[start Exercise material]

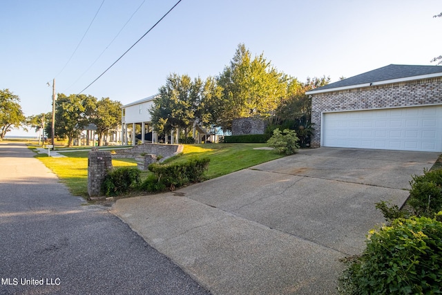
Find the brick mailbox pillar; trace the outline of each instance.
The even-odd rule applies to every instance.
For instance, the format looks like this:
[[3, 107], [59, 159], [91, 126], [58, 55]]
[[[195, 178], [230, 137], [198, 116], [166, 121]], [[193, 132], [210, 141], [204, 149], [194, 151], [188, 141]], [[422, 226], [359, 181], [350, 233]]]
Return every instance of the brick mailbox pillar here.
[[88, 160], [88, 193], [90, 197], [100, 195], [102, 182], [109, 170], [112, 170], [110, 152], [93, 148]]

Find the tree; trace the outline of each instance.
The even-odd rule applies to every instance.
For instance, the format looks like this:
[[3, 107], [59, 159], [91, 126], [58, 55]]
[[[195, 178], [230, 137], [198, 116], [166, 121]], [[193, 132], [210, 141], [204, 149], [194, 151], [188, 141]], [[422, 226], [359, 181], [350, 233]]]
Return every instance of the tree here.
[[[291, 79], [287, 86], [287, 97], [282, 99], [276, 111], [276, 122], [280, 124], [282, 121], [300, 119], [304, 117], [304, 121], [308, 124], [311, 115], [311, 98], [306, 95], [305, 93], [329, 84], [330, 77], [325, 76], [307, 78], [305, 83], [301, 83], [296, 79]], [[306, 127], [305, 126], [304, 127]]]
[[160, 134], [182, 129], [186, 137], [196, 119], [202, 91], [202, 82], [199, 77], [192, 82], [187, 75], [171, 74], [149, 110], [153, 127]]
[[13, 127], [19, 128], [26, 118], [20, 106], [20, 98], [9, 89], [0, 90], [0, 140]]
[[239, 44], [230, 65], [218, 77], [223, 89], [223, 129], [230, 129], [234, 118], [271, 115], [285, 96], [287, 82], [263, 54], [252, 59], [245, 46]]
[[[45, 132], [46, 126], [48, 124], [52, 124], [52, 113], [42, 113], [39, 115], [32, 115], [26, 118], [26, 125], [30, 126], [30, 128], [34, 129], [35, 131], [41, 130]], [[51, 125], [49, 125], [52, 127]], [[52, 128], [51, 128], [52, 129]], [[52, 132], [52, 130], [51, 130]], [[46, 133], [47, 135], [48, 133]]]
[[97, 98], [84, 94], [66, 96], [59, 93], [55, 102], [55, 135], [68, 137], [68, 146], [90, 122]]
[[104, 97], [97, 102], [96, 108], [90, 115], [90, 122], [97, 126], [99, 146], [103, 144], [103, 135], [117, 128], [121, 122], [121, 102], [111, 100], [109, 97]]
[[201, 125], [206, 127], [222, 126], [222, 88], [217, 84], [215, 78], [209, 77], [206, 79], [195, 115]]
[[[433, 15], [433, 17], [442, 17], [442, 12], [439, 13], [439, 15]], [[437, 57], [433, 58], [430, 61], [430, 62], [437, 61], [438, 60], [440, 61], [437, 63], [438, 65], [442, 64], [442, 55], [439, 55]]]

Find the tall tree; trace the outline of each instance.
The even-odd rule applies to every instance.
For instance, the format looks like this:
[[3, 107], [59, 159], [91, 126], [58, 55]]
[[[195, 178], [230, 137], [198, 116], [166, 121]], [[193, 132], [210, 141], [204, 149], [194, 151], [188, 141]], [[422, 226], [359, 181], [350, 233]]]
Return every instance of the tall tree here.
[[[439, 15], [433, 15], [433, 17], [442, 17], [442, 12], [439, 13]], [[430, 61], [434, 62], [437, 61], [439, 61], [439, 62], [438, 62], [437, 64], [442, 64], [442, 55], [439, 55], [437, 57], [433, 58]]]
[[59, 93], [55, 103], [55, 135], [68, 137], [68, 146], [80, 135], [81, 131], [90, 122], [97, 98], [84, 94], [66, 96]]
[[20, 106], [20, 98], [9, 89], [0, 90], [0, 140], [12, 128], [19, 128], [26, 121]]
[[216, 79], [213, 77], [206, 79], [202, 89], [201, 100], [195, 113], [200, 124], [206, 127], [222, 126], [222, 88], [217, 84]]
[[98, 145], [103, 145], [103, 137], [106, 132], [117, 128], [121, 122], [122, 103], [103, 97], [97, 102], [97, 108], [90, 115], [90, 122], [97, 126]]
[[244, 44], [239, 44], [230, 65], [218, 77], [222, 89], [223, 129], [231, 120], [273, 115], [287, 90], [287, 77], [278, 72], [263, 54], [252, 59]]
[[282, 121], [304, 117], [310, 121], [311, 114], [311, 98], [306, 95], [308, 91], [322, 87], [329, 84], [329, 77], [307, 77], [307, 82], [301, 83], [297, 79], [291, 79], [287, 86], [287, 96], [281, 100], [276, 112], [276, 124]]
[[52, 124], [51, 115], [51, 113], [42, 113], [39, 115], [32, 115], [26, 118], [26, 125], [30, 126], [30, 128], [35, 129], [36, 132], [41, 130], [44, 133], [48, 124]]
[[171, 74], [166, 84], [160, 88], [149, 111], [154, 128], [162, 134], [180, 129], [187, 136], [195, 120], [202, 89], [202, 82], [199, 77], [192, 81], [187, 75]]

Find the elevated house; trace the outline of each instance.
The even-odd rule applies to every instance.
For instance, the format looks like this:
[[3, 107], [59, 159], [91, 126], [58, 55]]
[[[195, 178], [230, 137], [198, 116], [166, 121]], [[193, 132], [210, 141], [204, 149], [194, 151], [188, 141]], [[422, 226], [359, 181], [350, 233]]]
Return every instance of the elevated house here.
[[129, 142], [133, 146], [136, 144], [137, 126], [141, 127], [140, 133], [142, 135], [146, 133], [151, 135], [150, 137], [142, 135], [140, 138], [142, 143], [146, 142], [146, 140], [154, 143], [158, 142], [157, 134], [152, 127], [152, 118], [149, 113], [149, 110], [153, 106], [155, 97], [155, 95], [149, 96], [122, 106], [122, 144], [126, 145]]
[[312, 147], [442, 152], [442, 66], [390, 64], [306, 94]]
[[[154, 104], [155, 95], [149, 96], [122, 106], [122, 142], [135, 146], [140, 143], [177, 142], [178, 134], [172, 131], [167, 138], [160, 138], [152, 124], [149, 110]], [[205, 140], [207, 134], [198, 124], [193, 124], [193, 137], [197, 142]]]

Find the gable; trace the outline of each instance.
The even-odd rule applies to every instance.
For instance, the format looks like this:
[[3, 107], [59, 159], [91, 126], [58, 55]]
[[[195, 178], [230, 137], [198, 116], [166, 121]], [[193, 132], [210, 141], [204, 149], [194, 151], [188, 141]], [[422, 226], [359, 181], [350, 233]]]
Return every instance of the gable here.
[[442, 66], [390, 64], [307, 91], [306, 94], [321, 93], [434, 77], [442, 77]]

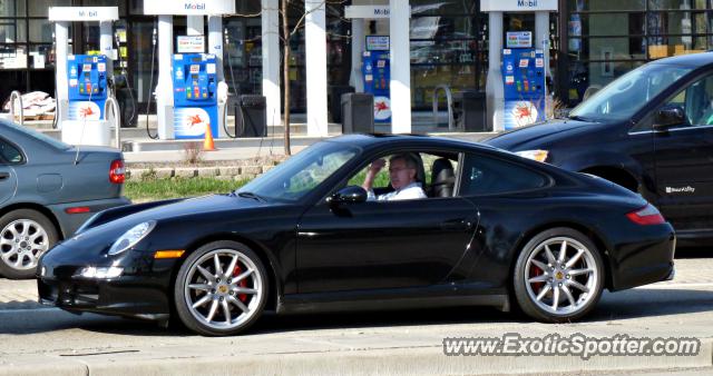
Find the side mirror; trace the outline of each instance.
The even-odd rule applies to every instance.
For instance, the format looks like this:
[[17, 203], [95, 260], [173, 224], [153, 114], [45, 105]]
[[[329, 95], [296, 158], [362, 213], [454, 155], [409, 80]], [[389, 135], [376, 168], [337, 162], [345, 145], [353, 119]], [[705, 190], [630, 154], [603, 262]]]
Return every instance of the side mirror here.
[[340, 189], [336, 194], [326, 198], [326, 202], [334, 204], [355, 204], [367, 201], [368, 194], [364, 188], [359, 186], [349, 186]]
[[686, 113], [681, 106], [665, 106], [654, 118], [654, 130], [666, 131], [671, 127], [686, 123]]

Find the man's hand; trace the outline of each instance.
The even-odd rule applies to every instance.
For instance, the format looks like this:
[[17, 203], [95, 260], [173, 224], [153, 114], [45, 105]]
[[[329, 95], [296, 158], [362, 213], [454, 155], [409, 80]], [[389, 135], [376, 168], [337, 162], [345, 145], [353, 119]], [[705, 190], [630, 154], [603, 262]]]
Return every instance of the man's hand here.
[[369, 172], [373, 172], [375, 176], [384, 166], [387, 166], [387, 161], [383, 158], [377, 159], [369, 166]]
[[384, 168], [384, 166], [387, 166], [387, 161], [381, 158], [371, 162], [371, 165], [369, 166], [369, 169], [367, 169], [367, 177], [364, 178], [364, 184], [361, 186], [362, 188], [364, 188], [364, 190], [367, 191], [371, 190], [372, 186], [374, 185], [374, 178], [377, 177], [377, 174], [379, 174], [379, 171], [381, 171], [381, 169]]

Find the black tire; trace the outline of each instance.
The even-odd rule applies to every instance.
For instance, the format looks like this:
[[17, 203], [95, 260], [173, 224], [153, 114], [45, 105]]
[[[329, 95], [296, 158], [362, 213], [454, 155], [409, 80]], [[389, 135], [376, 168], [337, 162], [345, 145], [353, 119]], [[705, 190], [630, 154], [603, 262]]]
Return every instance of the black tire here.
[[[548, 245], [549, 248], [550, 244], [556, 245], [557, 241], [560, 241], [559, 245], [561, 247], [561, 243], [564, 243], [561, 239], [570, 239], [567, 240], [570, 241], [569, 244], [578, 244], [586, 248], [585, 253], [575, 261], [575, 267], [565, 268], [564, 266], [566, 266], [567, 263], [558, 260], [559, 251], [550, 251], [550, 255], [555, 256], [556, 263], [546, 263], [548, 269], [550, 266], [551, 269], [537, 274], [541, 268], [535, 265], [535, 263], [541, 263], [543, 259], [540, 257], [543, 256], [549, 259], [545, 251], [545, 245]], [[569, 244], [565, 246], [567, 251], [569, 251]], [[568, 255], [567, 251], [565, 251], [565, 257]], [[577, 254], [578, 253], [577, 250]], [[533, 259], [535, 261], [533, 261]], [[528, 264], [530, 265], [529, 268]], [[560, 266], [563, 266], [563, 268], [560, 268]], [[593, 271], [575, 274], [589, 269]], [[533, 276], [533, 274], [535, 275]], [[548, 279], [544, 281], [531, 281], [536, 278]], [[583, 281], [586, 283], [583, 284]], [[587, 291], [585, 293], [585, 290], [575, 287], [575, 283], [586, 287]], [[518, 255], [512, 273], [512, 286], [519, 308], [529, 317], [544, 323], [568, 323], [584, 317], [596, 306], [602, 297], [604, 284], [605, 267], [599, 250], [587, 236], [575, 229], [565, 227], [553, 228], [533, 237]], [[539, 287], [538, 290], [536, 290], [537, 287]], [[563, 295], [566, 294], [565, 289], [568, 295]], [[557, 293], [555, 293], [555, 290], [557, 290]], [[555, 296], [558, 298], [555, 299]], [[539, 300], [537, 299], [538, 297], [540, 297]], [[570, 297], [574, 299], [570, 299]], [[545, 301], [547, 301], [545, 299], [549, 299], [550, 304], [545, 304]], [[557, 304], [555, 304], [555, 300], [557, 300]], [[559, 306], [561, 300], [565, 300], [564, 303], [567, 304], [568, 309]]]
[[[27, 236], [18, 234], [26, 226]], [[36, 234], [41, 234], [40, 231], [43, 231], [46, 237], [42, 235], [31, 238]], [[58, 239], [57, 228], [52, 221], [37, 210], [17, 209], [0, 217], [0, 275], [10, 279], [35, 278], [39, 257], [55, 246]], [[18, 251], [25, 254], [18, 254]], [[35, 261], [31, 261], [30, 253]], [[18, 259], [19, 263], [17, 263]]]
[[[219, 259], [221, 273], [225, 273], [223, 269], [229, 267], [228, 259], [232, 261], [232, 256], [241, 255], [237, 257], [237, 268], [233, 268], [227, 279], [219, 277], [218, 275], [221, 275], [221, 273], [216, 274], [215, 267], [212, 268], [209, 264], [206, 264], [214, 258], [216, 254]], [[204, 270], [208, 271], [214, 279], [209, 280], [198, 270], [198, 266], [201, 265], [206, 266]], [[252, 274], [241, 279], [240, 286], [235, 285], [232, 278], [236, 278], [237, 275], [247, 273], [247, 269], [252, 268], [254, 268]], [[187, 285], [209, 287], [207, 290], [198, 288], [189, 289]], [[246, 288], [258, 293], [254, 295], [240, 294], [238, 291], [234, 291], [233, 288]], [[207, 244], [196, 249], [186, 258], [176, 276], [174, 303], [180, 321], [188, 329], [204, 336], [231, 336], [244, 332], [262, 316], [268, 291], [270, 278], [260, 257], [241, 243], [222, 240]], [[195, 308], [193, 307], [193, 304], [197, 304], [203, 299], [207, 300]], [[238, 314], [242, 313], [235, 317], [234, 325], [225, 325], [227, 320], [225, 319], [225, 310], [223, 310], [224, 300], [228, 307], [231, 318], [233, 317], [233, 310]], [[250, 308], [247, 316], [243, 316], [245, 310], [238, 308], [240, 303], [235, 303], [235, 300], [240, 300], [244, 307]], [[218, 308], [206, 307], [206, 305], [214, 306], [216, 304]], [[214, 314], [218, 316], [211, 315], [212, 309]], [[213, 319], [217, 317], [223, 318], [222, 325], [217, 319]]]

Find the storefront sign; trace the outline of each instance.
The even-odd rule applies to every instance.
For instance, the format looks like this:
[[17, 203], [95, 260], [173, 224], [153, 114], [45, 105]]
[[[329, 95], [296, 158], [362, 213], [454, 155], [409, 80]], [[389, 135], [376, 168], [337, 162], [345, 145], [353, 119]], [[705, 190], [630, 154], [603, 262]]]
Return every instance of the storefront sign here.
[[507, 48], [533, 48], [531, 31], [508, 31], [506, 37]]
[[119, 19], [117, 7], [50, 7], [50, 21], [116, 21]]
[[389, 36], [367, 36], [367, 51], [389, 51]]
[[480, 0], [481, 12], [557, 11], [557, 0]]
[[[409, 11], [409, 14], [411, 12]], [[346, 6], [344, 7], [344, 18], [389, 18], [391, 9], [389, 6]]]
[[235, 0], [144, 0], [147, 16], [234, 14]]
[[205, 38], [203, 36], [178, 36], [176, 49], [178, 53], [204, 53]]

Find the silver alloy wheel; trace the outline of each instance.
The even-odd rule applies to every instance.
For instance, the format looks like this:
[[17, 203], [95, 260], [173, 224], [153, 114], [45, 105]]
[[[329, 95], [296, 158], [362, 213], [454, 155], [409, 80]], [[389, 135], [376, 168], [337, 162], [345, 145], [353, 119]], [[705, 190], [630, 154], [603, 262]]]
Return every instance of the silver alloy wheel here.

[end Exercise material]

Task details
Return, word for word, every line in the entries above from the line containing "Find the black" down to the line containing "Return every instance of the black tire here.", with both of those lines included.

Output
Find the black tire; trace the outline of each instance.
The even-odd rule applies to every instance.
For instance, the format looks like this:
[[17, 203], [95, 260], [173, 224], [153, 114], [45, 105]]
[[[329, 95], [296, 158], [362, 213], [454, 155], [409, 80]], [[389, 135], [376, 168], [337, 162], [345, 145], [353, 119]], [[705, 190], [630, 154], [603, 262]]]
Return every instance of the black tire here.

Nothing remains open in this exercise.